§ Page:

——————

# Wild Betta Supplier



## Tris Gorman (8 Aug 2018)

Hello, 

I'm trying to find a supplier for Bettas, specifically Channoides, Rutilans, Coccina and Hendra; if anyone can give any info it would be much appreciated. 

Thanks


----------



## Hooky (8 Aug 2018)

Try Colin Dunlop @ the fish hut, thats where my wild bettas have come from


----------



## Tris Gorman (8 Aug 2018)

Thanks, does he have contact info or do I just go through his fb page ?


----------



## greenmac75 (9 Aug 2018)

Chen's betta on Facebook do wilds occasionally, but they take requests. I have had a couple from them.


----------



## Tris Gorman (9 Aug 2018)

Okay thanks for the info


----------



## alto (10 Aug 2018)

Tris Gorman said:


> Thanks, does he have contact info or do I just go through his fb page ?

——————

(Data from a collection)
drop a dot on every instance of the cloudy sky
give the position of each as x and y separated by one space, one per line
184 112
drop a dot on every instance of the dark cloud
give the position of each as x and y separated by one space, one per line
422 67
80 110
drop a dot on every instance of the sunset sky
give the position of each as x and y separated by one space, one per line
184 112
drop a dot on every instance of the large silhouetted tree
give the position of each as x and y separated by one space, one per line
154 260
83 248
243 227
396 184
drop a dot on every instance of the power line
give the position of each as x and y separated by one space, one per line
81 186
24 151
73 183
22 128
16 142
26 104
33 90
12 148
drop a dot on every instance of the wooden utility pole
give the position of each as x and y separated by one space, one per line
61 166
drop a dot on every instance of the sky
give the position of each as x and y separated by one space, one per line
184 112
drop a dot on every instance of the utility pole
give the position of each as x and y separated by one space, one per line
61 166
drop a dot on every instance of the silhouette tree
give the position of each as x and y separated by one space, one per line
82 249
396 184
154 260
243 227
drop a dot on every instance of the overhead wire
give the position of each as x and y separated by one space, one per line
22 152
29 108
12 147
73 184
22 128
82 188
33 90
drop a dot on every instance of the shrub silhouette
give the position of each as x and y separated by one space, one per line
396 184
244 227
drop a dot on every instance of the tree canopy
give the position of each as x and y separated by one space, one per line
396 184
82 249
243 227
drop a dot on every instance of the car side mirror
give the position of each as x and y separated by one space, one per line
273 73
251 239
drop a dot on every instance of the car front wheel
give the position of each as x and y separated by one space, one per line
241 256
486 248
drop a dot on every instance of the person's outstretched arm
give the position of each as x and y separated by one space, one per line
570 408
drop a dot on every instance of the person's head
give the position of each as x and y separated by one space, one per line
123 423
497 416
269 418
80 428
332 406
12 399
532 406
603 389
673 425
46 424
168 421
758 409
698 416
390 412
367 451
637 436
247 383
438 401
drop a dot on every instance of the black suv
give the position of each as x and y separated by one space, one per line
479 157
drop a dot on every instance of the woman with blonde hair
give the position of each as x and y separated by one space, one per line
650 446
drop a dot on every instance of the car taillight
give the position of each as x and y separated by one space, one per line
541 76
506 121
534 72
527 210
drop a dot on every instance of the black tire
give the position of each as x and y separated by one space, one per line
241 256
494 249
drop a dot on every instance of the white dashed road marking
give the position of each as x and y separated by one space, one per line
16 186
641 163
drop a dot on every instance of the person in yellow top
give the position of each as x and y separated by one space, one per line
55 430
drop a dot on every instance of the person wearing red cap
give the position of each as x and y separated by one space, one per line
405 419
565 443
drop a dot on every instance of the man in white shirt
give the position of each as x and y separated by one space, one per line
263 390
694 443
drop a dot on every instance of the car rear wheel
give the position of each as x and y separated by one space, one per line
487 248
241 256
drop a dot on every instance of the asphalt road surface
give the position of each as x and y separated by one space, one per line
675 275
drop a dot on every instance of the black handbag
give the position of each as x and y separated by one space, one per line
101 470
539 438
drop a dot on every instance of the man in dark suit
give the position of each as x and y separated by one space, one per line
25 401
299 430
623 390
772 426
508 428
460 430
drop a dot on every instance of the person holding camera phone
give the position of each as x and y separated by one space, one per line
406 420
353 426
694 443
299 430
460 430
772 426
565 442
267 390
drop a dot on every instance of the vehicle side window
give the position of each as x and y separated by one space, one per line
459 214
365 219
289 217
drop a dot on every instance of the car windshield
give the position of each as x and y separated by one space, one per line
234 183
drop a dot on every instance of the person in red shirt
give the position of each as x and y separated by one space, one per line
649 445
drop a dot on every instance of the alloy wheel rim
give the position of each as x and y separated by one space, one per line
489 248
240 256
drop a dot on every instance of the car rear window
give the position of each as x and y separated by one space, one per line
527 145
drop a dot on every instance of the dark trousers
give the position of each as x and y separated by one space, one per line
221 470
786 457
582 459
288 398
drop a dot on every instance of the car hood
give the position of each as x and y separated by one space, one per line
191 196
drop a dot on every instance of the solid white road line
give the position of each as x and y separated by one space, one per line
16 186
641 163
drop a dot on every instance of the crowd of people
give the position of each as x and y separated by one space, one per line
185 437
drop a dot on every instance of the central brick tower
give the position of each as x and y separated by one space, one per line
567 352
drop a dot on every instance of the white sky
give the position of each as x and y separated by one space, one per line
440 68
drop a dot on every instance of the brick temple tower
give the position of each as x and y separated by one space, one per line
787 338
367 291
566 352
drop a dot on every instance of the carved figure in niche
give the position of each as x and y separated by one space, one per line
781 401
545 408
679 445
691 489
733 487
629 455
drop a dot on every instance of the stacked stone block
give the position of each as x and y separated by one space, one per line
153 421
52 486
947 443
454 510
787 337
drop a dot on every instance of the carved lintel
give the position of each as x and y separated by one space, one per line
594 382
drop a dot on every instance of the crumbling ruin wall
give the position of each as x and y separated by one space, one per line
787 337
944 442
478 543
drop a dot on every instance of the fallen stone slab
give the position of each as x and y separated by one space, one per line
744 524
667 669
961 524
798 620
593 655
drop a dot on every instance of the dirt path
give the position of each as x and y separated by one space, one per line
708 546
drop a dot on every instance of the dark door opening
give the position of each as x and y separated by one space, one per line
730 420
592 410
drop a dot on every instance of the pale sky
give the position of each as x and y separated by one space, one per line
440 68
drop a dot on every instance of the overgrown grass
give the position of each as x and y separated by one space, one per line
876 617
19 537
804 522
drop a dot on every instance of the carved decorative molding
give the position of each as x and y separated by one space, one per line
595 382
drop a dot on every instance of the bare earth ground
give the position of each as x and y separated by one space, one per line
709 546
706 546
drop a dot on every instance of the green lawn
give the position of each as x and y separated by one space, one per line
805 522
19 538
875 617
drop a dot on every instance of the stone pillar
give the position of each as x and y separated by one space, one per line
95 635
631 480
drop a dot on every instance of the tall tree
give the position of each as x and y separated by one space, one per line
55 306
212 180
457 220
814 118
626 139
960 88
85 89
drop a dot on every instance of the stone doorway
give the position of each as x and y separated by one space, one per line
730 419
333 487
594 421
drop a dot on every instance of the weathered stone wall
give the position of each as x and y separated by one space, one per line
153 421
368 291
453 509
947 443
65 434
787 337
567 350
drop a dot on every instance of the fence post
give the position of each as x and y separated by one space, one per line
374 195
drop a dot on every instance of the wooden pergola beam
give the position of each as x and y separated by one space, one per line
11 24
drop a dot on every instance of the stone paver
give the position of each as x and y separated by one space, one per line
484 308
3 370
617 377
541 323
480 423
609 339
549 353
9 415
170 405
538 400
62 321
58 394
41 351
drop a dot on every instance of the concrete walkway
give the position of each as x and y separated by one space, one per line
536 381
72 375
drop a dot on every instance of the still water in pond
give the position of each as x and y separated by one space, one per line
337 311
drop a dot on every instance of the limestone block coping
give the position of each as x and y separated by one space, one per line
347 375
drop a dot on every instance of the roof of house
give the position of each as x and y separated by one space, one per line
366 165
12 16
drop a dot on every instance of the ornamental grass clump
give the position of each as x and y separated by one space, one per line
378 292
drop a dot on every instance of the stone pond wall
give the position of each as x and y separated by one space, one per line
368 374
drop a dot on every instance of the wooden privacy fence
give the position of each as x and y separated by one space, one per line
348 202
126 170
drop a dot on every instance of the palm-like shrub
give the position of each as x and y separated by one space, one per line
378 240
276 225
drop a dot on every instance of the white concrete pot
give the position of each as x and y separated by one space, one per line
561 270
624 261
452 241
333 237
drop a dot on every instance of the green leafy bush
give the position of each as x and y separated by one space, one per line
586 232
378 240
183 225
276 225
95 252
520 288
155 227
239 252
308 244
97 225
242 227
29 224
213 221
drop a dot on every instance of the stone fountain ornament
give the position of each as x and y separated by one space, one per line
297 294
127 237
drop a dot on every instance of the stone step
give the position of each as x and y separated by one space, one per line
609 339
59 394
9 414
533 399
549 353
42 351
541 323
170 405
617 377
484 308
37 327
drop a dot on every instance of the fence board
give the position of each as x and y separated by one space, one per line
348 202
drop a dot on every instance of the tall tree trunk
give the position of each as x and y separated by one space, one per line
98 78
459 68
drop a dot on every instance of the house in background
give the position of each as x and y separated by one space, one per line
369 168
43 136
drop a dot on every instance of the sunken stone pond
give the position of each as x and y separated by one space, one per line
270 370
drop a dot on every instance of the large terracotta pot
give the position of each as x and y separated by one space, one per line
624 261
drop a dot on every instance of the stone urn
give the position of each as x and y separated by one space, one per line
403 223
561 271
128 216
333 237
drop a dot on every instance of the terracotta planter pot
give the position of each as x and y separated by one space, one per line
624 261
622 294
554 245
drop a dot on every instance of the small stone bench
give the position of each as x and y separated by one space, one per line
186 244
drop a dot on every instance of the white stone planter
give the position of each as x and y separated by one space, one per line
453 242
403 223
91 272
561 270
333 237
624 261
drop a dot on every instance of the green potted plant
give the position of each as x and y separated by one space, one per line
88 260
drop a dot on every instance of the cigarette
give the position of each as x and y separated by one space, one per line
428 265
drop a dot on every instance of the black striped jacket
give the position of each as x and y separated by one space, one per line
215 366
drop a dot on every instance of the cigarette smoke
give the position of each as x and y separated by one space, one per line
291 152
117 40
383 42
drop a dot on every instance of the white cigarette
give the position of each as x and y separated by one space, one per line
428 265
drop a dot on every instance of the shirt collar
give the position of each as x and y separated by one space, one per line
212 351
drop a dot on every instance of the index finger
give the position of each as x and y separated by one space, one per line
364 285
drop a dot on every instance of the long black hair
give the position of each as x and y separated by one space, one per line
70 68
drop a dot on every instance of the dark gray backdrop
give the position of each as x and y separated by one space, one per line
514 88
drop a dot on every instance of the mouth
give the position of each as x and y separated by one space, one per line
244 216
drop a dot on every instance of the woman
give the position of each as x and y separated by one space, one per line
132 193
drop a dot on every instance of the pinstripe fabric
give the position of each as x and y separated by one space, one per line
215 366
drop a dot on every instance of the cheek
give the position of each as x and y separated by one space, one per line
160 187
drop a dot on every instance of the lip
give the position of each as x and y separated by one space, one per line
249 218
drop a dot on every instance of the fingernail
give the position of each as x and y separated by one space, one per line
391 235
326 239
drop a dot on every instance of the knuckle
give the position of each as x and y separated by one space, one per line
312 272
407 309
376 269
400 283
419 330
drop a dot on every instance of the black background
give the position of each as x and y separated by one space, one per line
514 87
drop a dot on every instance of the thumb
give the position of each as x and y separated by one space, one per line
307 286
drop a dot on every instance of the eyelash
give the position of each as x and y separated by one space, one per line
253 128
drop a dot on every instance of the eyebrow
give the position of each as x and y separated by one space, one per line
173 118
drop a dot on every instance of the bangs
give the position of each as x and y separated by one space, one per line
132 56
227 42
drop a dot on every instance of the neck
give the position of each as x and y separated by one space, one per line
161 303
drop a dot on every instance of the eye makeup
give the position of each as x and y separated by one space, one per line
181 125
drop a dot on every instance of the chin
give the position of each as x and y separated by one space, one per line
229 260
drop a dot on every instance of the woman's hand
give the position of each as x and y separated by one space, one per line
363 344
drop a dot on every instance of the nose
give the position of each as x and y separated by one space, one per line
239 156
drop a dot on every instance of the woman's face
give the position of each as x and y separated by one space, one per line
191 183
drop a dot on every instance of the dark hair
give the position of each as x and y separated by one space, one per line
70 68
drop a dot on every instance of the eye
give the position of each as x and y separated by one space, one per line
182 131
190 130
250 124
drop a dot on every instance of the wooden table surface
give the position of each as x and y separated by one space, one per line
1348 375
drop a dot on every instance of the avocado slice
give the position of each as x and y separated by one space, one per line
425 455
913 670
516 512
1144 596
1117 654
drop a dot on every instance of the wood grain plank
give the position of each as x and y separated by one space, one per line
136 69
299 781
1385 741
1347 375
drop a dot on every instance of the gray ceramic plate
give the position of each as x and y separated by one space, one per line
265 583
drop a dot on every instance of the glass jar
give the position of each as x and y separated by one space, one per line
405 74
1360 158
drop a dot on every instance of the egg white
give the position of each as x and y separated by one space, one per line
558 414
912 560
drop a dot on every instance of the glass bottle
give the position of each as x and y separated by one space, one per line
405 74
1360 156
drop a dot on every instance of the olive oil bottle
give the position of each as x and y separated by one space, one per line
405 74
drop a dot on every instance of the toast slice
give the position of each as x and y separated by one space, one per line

——————

§ Problems to solve:
**a)** In the wild betta supplier thread, explain why Hooky suggests trying Colin Dunlop at the fish hut.
**b)** Continue the wild betta supplier thread from where it stops.

§ The results:
**a)** Hooky suggests Colin Dunlop at the fish hut because that is where Hooky's own wild bettas have come from.

**b)**
It’s worth joining his FB page as several members breed & post offspring through the site 

True B hendra are infrequent on the fish lists or very expensive


----------



## Tris Gorman (10 Aug 2018)

alto said:


> It’s worth joining his FB page as several members breed & post offspring through the site
> 
> True B hendra are infrequent on the fish lists or very expensive



Okay thank you; not too worried about prices, just moving and setting up a beta room so would like to get multiple species to fill up seperate tanks for the operation.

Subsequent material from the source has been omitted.